_List of tasks_.
(1) Answer these questions using the Vieques news article.
(a) Which party does Sila Calderon lead?
(b) According to the Navy, how many people were arrested for trespassing since the exercise began?
(c) In what month and year had exercises on Vieques stopped?
(2) List every person named in the Vieques news article.
(3) Pick up the Vieques news article after its final sentence and keep writing.

The move could mean an end for now to the stream of Puerto Rican activists who have been sneaking under a chain-link fence and onto the Navy base on the island. The activists hope to impede the exercises and eventually force the Navy off the island altogether.
But it does not end the controversy over the base. Puerto Rican political leaders met Wednesday with President Clinton.
San Juan Mayor Sila Calderon, leader of the pro-commonwealth Popular Democratic Party, said she was disappointed with the meeting because Clinton refused to discuss the Navy bombing on Vieques.
“Vieques is a much more important issue at this time, and I don’t know if he grasped the magnitude of the explosive situation there is over there,” she said.
Both Calderon and Independence Party leader Ruben Berrios said they asked Clinton to immediately call a referendum for islanders to decide whether they want the Navy to stay or go.
Vieques, a populated Puerto Rican island, is also the site of the Navy’s prime Atlantic Fleet training ground. Exercises on Vieques had stopped in April 1999 after two 500-pound bombs were dropped off target, killing a civilian security guard and sparking protests laced with anti-American sentiment.
But the shelling began again last weekend--this time with inert, or nonexplosive, bombs and shells.
The Navy said 183 people were arrested for trespassing since the exercise began, most of them Puerto Rican Independence Party demonstrators who invaded the bombing range Tuesday, some cutting the chain-link fence, others simply lifting it up to crawl under.
Tuesday brought the first reported violent confrontation in 14 months of agitation: The Navy claimed fishermen lobbed 12-inch metal bars that injured two sailors at sea and that a video recording of the incident was turned over to the FBI. One of the fishermen, Yabureibo Zenon, denied the charge.
The Navy’s Lt. Jeff Gordon said two other Navy personnel also were injured. One had some fingers broken Saturday while detaining a protester inside the range, and another suffered a minor leg injury trying to free a Navy boat from a reef after the incident with the fishermen, he said.

_Extracted information_.
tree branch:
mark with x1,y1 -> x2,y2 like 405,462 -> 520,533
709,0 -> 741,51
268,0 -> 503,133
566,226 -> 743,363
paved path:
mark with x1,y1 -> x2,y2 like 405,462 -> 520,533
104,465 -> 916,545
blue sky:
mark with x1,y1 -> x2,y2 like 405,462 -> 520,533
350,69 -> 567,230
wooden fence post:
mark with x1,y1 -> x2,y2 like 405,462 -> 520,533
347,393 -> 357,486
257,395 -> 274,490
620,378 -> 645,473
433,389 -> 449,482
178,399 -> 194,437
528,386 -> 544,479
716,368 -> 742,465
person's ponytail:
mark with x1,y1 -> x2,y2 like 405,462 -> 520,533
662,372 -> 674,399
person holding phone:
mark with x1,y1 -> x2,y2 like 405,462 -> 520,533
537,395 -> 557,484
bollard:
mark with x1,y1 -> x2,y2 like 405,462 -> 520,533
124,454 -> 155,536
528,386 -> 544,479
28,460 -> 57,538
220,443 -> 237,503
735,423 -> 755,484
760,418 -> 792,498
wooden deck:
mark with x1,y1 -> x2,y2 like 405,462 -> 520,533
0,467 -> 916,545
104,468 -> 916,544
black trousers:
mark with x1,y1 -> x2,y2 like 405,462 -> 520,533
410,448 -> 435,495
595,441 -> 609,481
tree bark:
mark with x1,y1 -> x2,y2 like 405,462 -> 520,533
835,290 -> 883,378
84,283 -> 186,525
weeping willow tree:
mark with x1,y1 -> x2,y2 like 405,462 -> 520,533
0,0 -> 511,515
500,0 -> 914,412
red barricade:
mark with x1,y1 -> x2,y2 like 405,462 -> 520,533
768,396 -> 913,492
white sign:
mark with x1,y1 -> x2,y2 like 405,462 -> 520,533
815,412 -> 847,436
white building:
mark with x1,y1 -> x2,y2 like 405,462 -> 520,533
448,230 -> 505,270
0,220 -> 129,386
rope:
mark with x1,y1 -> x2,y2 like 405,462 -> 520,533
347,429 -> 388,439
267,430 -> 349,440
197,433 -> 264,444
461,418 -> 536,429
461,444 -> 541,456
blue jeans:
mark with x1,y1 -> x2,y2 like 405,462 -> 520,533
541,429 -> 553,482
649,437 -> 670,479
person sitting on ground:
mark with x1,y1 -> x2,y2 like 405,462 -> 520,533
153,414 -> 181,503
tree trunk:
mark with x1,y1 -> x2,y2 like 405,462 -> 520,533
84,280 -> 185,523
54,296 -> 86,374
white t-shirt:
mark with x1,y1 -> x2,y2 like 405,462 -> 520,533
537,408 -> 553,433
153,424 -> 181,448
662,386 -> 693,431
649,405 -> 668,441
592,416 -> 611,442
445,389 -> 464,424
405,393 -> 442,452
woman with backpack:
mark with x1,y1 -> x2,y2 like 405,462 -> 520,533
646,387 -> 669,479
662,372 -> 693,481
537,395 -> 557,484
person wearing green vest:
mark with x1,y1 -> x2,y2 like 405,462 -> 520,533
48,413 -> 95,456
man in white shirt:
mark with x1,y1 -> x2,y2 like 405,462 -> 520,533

_Answers_.
(1)
(a) The pro-commonwealth Popular Democratic Party.
(b) 183 people.
(c) April 1999.

(2) President Clinton, Sila Calderon, Ruben Berrios, Yabureibo Zenon, Lt. Jeff Gordon

(3)
“Go home, Yankees! This is our land!” Elba Diaz, a 43-year-old Vieques housewife, shouted at helicopters overhead that were scanning the area.
As trespassing protesters were rounded up Tuesday, shelling was delayed for 45 minutes, the Navy said. Then fighter jets screamed overhead and thuds and booms could be heard, presumably from an aerial bombardment.
Among the last to be arrested was independence activist Enrique Pesquera, brother of pro-statehood gubernatorial candidate Carlos Pesquera.
Activists committed to ousting the Navy from Vieques say the bombing destroys fishing grounds and endangers residents. The Navy maintains the bombing is safe and provides crucial training.
The first fatality on the range in six decades of bombing united Puerto Ricans as never before to demand that the Navy leave the island. Dozens of protesters invaded the range and occupied it for about a year before being peacefully evicted last month.
The Navy insists the opposition is a tiny minority of Puerto Ricans.
Five months ago, Clinton negotiated an agreement with the Puerto Rican government allowing the Navy to resume training using nonexplosive ordnance. Clinton also promised a referendum, perhaps next year, in which Vieques residents would choose whether to evict the Navy or allow it to stay and resume live bombings.